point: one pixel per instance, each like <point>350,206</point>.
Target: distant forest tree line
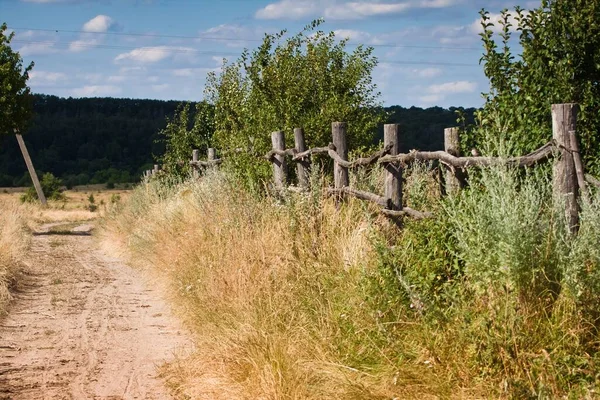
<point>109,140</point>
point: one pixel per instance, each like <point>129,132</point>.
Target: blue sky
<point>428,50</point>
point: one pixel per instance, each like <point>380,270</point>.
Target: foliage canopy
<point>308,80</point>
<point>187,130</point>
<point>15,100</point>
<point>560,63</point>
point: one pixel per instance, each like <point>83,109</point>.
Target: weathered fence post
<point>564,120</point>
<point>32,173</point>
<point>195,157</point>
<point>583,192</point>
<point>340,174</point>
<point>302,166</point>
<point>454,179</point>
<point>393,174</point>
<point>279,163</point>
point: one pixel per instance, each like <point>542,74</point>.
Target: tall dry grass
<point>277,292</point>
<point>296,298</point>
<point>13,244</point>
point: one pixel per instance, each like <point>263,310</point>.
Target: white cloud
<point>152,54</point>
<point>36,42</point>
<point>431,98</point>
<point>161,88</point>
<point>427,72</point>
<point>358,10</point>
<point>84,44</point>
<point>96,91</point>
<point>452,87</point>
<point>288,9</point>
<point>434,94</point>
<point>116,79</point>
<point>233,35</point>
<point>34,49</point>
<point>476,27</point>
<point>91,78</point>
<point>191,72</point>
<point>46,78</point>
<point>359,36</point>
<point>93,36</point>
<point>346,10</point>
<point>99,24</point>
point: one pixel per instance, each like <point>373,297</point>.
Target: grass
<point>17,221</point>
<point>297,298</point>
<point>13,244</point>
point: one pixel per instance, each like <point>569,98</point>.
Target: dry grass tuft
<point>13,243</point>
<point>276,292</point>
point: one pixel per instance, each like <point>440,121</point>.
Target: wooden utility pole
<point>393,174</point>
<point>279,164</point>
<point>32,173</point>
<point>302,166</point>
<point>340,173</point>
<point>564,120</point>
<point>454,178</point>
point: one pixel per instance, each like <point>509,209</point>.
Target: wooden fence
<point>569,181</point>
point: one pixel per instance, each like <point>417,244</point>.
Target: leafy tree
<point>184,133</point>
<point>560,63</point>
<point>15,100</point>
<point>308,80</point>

...

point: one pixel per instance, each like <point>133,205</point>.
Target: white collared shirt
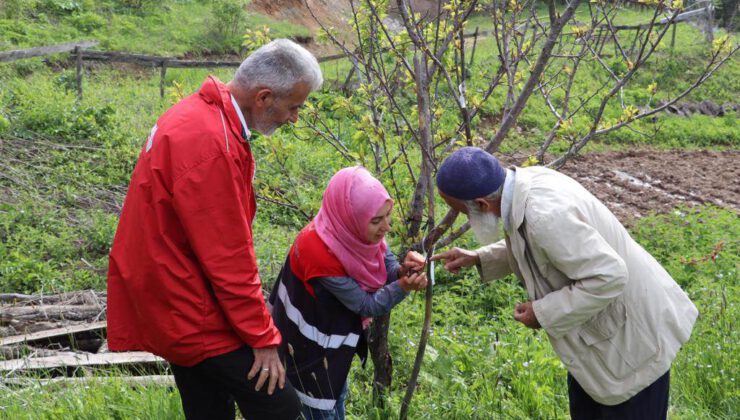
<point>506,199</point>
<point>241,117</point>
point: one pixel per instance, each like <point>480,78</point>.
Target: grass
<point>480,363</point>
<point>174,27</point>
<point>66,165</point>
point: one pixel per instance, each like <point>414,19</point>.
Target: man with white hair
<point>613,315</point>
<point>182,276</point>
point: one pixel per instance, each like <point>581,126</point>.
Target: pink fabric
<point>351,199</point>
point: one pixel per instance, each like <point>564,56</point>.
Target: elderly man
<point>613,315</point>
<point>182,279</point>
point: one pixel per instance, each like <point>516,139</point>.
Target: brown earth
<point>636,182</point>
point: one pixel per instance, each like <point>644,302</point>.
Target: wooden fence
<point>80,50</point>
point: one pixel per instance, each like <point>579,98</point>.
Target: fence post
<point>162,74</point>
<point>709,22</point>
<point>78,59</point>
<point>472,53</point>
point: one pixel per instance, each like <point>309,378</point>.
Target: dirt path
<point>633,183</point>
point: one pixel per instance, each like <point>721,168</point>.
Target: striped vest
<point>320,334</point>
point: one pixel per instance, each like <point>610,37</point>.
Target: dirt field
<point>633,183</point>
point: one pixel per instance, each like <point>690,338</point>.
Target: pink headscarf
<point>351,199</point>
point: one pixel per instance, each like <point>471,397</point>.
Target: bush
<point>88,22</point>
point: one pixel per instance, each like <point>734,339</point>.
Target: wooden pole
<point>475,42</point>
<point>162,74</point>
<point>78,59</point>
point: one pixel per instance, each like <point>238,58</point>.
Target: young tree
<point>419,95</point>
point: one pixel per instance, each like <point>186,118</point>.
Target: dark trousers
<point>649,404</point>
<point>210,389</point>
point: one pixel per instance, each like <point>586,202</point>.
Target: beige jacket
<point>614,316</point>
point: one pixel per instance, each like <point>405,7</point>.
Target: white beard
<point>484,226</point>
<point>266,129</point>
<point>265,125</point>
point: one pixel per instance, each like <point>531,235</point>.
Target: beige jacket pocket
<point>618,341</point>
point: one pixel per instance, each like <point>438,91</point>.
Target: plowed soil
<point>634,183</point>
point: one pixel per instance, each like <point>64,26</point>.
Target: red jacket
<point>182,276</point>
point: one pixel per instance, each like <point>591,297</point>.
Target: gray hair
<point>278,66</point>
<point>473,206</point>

## TASK TO COMPLETE
Pull out each line of the rows that contains the word "white".

## THE REPLY
Target: white cloud
Target: white collared shirt
Target: man with white hair
Target: white beard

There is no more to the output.